━━ Data entries ━━

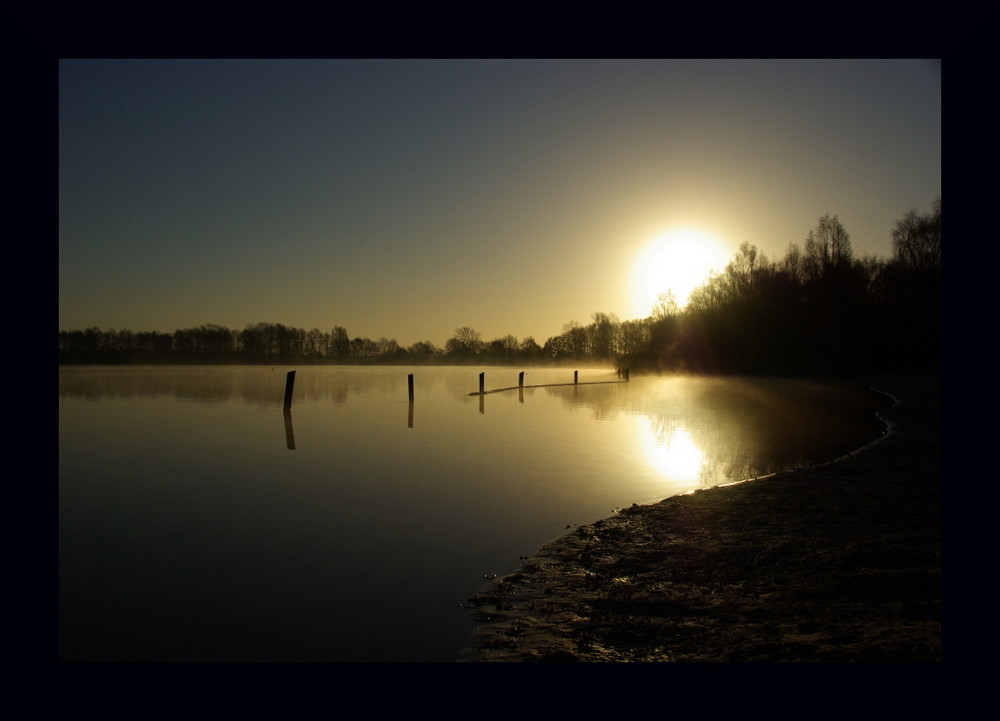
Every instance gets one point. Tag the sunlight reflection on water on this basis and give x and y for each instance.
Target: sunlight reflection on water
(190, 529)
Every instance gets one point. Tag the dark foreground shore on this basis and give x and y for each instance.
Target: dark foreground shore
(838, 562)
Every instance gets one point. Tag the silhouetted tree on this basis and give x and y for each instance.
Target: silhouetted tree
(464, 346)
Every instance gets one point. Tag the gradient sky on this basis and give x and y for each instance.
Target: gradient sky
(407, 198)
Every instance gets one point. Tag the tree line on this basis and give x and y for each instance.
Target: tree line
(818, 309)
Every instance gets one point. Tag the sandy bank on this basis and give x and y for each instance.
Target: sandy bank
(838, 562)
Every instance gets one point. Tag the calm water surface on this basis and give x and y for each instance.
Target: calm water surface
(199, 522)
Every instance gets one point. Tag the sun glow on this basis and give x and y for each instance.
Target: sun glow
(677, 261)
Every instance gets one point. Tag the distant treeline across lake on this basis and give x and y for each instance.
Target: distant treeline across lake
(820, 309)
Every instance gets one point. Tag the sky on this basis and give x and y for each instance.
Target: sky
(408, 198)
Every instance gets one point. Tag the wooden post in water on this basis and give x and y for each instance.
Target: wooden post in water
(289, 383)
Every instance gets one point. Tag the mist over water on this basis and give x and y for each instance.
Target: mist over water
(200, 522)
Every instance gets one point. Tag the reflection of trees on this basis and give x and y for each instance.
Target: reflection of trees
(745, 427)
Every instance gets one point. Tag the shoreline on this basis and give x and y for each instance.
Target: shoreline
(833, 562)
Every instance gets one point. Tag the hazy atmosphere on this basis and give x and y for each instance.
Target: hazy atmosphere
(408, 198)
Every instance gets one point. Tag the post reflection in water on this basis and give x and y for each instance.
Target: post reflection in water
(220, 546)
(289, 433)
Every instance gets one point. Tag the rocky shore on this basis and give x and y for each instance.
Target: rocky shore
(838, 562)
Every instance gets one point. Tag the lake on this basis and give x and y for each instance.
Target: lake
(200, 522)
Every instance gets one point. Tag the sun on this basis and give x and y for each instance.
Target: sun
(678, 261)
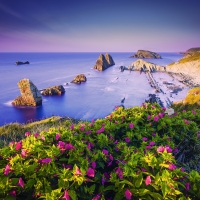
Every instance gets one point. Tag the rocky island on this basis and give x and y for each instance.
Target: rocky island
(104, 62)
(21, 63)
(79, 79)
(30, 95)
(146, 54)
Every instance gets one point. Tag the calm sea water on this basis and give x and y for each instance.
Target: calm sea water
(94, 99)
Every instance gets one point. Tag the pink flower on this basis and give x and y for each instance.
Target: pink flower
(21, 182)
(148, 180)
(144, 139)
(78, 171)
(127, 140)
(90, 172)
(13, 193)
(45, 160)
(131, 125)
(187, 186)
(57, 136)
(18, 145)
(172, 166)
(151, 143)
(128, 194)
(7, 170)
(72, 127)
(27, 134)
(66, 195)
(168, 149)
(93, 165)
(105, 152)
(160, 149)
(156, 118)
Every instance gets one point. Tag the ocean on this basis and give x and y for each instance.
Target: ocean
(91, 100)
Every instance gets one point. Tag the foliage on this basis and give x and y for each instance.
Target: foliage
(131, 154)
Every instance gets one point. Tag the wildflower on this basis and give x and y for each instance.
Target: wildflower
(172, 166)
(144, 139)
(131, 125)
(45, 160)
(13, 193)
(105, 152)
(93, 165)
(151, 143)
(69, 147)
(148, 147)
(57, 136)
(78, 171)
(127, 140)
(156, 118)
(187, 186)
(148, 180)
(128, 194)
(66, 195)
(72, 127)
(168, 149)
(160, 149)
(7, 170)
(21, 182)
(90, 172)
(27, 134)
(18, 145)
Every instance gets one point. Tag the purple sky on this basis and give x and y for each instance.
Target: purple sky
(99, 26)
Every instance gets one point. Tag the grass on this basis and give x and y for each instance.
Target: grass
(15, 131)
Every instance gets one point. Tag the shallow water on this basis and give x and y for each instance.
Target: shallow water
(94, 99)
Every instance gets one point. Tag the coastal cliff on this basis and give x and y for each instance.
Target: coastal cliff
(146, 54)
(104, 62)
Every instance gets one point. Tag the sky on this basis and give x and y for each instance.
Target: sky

━━━

* Your task: Give exactly the lines from the one with "Every instance gets one point. Tag the foliage" to the end of the entries, nothing before them.

* Full solution:
Every instance gets one point. Tag the foliage on this basis and give x and y for each instance.
Target: foliage
(131, 154)
Every instance gets one point. Tag the wildflower on this basis and give x and y for each instance.
Target: wildflower
(172, 166)
(144, 139)
(131, 125)
(45, 160)
(13, 193)
(105, 152)
(93, 165)
(151, 143)
(69, 147)
(148, 147)
(57, 136)
(78, 171)
(127, 140)
(156, 118)
(187, 186)
(148, 180)
(128, 194)
(66, 195)
(72, 127)
(168, 149)
(160, 149)
(7, 170)
(21, 182)
(90, 172)
(27, 134)
(18, 145)
Every instance gets one point. Tag the purple sky on this basis and give x and y for each instance.
Target: purple sky
(99, 26)
Every instance gets one point. Tag the grass on this basis and give x and y for each instance.
Target: grass
(15, 131)
Every instance gets one point. Tag the shallow water on this basis and give x and y for each instance.
Target: shallow water
(94, 99)
Every instance gets one point. Tag the coastal cliff on this basis and give x and y for each instance.
Target: coastal cliff
(146, 54)
(104, 62)
Every instance gets one point. Tag the sky on this basis and give x and y for each instance.
Target: sky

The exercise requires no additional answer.